__STATED EXERCISE__:
Turn the entries from the line containing "# point at: recessed" through the end of the entries into a numbered list, leaving out any blank lines.

-- start RECORD LIST --

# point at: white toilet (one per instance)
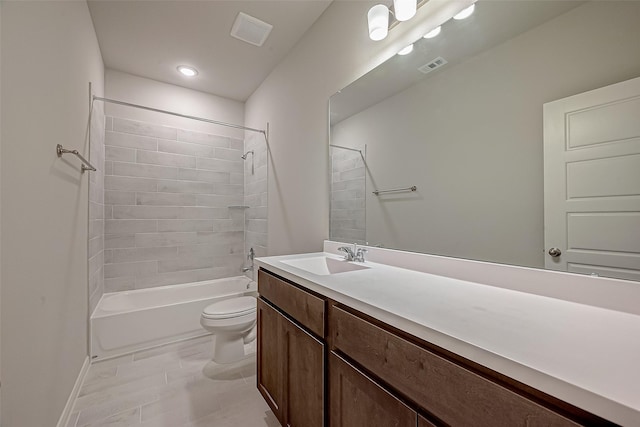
(233, 322)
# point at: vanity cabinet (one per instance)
(357, 400)
(377, 375)
(291, 371)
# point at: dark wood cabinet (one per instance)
(269, 357)
(304, 378)
(355, 400)
(291, 371)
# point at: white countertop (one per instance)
(584, 355)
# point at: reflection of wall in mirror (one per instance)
(347, 217)
(470, 137)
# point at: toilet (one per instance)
(233, 322)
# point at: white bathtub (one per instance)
(124, 322)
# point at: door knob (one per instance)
(555, 252)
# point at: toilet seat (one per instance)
(234, 307)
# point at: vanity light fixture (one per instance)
(404, 9)
(464, 14)
(378, 21)
(185, 70)
(407, 50)
(431, 34)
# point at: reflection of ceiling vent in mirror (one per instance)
(250, 29)
(433, 65)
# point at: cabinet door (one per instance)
(304, 373)
(270, 382)
(356, 401)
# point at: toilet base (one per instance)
(230, 348)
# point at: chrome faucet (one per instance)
(356, 254)
(250, 256)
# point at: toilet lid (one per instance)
(232, 307)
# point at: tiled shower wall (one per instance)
(173, 202)
(255, 194)
(347, 217)
(96, 207)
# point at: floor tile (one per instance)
(177, 385)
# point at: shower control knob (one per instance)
(555, 252)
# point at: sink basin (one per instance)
(323, 266)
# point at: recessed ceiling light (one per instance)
(431, 34)
(407, 50)
(187, 71)
(465, 13)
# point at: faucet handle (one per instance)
(360, 254)
(348, 253)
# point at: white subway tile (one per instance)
(165, 159)
(119, 197)
(143, 254)
(169, 212)
(119, 284)
(220, 165)
(146, 171)
(203, 138)
(130, 269)
(186, 225)
(228, 190)
(112, 241)
(166, 199)
(144, 240)
(236, 178)
(120, 154)
(229, 154)
(125, 140)
(175, 147)
(236, 144)
(192, 187)
(218, 201)
(126, 226)
(210, 237)
(143, 128)
(129, 184)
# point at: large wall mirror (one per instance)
(465, 118)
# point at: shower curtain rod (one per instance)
(157, 110)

-- end RECORD LIST --

__RESULT OF THIS TASK__:
1. # point at: recessed ceiling light (one per instance)
2. (431, 34)
3. (407, 50)
4. (187, 71)
5. (465, 13)
6. # point at: faucet handle (one per instance)
7. (360, 254)
8. (348, 253)
9. # point at: white subway tile (one per instance)
10. (165, 159)
11. (119, 197)
12. (143, 254)
13. (169, 212)
14. (119, 284)
15. (220, 165)
16. (146, 171)
17. (203, 138)
18. (130, 269)
19. (186, 225)
20. (228, 190)
21. (112, 241)
22. (166, 199)
23. (144, 240)
24. (236, 178)
25. (120, 154)
26. (229, 154)
27. (125, 140)
28. (175, 147)
29. (236, 144)
30. (192, 187)
31. (218, 201)
32. (126, 226)
33. (210, 237)
34. (143, 128)
35. (129, 184)
36. # point at: large wall mirror (one per instance)
37. (465, 118)
38. # point at: shower curtain rod (one per instance)
39. (157, 110)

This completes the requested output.